■ Records for this task
•••••
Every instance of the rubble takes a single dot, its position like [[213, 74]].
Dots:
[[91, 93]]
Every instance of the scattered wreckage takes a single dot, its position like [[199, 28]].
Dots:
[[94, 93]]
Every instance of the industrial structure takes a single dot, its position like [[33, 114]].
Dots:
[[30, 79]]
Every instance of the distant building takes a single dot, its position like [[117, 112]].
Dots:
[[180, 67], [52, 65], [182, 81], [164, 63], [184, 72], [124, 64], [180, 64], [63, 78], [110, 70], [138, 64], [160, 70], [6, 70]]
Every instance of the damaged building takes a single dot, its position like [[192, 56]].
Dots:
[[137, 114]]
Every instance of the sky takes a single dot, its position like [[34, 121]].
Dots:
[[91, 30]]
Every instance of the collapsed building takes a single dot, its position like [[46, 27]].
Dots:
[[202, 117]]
•••••
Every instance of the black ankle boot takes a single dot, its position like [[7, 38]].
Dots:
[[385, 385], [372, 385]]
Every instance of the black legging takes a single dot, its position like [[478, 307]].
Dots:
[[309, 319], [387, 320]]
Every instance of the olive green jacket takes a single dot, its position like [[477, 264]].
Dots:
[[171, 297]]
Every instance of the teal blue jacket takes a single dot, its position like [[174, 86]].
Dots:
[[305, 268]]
•••••
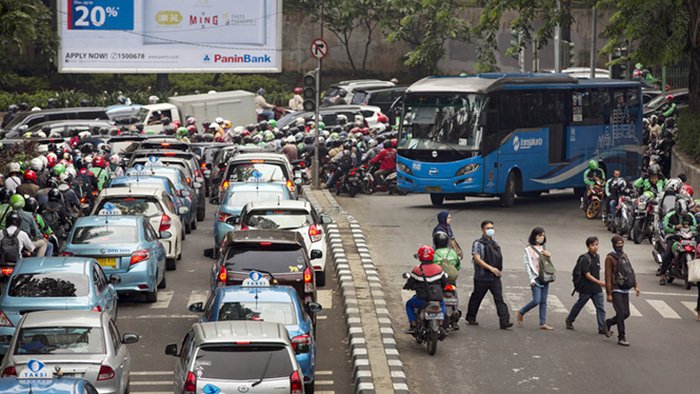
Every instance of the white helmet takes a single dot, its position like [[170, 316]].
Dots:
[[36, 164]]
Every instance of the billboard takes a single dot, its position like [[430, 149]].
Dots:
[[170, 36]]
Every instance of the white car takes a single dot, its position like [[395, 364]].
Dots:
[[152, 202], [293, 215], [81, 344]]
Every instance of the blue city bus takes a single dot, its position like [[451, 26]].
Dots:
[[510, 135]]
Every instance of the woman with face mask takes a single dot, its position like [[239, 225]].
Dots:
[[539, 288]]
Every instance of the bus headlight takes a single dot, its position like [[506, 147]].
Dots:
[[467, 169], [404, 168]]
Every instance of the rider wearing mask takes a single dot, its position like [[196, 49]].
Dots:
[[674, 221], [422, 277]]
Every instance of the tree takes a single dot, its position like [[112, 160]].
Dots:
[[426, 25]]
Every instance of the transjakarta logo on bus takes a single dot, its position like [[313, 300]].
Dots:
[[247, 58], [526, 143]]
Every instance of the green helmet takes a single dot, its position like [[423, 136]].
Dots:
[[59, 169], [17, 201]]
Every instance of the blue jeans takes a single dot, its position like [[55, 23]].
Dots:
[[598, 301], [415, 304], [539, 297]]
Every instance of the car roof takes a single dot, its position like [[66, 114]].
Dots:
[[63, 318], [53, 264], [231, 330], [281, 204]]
•••••
■ Directions
Retype the stretch from the line containing "Every instance of the scattered" through the line containing "[[137, 114]]", both included, with every character unchanged.

■ Task answer
Every instance of the scattered wreckage takes a single dot, its position like [[199, 28]].
Dots:
[[94, 93]]
Every instance of the industrial structure takes a single dot, its position like [[33, 114]].
Dots:
[[30, 79]]
Every instance of the distant building takes a single dot, its position like [[117, 112]].
Dots:
[[180, 67], [52, 65], [182, 81], [164, 63], [184, 72], [124, 64], [180, 64], [63, 78], [110, 70], [138, 64], [160, 70], [6, 70]]
Every instance of the damaged building takes a single dot, its position like [[192, 56]].
Dots:
[[137, 114]]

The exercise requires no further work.